- [MATERIAL FOR THE TASK]
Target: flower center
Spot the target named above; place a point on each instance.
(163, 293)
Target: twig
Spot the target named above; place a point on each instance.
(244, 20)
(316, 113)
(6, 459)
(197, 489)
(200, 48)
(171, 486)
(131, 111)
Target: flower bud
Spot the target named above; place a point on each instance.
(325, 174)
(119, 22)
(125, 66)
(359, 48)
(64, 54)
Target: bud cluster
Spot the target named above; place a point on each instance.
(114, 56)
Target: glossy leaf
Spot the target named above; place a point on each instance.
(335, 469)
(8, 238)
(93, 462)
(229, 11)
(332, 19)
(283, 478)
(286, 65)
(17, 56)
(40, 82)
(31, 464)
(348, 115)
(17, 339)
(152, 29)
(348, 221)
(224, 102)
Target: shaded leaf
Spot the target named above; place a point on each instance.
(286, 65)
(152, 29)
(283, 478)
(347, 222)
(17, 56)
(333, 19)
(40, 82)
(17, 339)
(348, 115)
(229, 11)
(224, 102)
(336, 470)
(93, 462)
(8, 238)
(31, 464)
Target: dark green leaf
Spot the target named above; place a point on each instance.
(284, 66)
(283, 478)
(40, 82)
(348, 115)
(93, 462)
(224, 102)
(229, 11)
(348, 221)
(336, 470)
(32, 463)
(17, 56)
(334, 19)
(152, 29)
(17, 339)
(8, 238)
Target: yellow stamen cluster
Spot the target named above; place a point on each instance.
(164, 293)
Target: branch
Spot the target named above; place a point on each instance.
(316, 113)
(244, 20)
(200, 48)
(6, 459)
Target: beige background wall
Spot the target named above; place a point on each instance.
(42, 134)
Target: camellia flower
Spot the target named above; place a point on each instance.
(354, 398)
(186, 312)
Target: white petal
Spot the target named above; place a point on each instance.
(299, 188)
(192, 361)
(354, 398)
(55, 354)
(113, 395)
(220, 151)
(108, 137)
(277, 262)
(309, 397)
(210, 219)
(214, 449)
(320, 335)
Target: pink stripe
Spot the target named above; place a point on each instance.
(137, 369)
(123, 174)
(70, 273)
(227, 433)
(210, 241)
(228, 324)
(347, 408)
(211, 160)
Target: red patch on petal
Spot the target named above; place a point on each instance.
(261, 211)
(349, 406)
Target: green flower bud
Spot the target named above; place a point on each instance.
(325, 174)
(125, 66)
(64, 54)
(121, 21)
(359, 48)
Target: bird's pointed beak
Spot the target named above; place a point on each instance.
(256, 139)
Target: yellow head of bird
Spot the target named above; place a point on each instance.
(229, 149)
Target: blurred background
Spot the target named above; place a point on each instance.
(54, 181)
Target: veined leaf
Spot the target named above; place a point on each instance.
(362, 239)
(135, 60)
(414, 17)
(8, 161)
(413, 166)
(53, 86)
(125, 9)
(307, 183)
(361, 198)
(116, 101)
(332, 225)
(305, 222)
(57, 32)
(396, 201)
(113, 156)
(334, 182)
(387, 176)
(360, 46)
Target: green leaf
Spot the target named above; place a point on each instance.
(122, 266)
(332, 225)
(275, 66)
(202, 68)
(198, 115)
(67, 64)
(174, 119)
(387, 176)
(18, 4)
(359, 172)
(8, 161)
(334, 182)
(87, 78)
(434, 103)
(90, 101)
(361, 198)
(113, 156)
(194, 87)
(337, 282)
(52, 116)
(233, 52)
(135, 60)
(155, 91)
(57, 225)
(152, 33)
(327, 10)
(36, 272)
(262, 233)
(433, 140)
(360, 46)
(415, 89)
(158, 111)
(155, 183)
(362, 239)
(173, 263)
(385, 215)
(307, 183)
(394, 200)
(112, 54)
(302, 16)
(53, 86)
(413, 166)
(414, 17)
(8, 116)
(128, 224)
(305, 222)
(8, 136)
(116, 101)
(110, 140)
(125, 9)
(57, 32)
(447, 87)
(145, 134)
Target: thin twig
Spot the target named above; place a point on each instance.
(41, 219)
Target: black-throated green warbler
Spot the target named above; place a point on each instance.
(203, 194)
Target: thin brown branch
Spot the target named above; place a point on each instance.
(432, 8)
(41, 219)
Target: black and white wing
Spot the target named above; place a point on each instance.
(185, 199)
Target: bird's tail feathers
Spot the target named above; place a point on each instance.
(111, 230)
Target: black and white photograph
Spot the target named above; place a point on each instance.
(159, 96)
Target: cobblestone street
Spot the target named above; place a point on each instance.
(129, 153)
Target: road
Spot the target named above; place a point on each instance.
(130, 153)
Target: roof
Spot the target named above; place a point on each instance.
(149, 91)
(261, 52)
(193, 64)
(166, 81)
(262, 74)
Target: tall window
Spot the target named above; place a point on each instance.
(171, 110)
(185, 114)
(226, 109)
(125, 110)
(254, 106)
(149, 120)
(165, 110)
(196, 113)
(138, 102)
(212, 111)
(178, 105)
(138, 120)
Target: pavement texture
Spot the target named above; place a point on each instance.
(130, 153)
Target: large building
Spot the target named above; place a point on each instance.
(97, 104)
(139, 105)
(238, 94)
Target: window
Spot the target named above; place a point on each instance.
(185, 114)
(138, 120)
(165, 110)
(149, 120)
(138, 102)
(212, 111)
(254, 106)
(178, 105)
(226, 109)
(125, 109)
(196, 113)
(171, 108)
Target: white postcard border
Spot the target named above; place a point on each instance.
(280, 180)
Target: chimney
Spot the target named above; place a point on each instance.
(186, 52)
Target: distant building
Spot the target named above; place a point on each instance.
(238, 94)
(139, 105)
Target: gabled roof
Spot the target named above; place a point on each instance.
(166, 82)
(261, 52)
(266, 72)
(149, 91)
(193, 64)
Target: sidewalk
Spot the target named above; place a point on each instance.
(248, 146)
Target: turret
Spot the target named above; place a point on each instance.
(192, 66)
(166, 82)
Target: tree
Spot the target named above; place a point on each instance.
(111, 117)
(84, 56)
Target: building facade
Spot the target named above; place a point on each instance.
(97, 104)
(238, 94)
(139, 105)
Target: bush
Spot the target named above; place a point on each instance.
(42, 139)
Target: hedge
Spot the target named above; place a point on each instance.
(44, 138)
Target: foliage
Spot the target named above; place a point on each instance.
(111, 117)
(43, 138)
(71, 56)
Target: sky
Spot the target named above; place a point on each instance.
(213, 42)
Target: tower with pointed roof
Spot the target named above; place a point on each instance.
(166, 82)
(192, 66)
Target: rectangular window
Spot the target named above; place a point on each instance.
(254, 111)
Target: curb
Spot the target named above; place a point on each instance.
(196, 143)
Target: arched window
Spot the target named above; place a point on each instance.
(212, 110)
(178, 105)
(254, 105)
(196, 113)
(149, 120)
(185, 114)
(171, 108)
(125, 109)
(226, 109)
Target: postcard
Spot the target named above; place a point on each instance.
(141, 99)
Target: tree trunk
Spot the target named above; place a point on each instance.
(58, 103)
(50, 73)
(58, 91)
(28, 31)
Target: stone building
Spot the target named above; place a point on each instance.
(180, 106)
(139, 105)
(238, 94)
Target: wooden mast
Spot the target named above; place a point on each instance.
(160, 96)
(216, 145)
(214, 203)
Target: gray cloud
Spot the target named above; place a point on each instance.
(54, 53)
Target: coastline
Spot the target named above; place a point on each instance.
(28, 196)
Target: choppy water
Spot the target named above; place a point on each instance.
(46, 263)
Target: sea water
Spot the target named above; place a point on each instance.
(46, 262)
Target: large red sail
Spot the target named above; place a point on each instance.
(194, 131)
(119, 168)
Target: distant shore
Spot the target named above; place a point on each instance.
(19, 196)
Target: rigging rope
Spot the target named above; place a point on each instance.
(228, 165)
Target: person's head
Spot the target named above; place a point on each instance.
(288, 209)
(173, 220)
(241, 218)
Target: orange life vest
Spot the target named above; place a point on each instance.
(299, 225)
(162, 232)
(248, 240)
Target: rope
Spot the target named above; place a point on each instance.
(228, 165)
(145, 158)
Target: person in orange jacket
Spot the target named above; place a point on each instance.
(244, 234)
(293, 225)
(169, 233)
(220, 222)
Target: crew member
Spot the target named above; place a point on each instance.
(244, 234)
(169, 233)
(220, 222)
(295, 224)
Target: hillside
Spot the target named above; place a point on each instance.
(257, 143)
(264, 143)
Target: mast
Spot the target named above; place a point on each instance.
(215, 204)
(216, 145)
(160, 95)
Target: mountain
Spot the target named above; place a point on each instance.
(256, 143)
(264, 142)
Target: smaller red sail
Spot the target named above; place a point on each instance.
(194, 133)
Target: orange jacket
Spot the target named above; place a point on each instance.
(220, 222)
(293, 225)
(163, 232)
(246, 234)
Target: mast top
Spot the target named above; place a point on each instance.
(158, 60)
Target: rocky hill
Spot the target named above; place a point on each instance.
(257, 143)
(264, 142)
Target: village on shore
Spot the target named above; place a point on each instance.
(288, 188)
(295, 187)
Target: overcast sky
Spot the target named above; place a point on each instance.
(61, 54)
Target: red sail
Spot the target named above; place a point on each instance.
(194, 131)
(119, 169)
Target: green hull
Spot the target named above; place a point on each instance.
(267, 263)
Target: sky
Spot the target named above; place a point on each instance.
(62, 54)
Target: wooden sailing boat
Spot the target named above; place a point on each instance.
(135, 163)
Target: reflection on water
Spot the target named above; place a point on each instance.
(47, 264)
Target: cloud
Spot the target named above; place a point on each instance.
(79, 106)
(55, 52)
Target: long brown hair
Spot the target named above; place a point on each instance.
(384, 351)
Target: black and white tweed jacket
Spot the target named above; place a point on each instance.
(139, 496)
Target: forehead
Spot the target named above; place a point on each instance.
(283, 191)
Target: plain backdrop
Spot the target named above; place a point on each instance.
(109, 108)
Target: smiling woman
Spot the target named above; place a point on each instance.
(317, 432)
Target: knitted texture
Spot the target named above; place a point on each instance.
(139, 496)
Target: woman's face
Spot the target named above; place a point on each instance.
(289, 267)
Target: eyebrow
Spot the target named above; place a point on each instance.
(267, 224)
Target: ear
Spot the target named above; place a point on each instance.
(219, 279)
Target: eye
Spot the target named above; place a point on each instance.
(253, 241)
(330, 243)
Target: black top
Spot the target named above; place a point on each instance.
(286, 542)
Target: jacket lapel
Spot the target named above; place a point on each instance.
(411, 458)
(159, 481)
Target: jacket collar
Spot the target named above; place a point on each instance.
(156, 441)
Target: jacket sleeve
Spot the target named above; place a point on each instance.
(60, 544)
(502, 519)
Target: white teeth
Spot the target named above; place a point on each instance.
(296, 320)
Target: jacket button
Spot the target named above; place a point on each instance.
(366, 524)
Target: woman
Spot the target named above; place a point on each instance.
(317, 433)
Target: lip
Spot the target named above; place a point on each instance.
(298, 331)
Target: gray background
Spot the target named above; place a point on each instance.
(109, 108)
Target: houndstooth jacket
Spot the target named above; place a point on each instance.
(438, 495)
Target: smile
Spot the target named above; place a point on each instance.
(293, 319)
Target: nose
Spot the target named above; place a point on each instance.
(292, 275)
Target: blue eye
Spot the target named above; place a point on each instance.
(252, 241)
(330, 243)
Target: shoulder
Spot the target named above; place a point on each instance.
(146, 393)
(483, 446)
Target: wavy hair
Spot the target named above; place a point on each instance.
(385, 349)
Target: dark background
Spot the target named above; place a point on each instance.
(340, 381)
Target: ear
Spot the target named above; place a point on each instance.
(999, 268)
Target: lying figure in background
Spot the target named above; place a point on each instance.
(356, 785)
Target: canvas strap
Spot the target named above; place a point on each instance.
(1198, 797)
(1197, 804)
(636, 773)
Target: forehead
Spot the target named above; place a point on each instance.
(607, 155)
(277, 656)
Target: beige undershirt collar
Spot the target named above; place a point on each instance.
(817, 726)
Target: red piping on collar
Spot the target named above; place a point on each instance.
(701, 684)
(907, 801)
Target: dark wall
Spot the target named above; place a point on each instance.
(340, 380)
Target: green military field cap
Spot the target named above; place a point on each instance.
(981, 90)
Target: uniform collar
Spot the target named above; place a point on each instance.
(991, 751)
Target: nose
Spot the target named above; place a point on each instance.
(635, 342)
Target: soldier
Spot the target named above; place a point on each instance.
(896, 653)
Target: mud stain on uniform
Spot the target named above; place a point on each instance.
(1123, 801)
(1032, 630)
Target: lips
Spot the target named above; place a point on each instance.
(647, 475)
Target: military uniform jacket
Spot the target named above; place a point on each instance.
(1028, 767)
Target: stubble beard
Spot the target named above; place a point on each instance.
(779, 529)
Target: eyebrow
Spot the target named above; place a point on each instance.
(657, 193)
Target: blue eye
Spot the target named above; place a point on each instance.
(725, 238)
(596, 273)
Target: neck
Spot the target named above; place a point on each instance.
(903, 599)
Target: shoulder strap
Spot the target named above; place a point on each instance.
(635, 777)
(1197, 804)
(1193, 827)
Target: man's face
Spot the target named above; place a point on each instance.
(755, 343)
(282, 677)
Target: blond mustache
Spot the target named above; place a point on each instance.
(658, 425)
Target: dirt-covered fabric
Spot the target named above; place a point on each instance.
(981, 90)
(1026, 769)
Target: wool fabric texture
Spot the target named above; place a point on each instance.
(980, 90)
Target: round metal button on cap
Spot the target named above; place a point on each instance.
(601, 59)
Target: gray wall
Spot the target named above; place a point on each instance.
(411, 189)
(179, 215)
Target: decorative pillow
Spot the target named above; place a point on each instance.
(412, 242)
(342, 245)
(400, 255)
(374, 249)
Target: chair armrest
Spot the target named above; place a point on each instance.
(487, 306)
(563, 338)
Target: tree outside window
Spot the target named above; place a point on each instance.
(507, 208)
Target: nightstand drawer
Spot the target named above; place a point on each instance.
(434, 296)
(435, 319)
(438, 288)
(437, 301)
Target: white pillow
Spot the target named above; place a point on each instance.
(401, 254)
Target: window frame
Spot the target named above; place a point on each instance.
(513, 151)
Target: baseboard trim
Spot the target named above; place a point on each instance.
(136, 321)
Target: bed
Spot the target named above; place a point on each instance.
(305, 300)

- [GIVEN EXERCISE]
Copy the rows above again, from the line with "Target: decorative pillow" through the end of the rows, changing "nightstand drawer" to "dresser drawer" and keeping everything else the same.

- [THE OUTPUT]
Target: decorative pillow
Spot the target named above; place a point on each instance.
(412, 242)
(342, 245)
(400, 255)
(374, 249)
Target: chair armrest
Spot the target named above; place a point on each instance.
(487, 306)
(563, 338)
Target: tree outside window
Spot the target named above; place a point on each instance.
(507, 208)
Target: dresser drawer
Spot the target named above; place a point on each instance.
(434, 296)
(435, 319)
(438, 288)
(437, 301)
Target: white pillow
Spot the target named above; place a point on each instance.
(401, 254)
Target: window frame
Spot the target named above; place a point on each instance.
(513, 151)
Target: baseboard trim
Spot the target named above; place a point on each instance.
(136, 321)
Target: bed
Spot the target named above; place a point on each instance.
(305, 300)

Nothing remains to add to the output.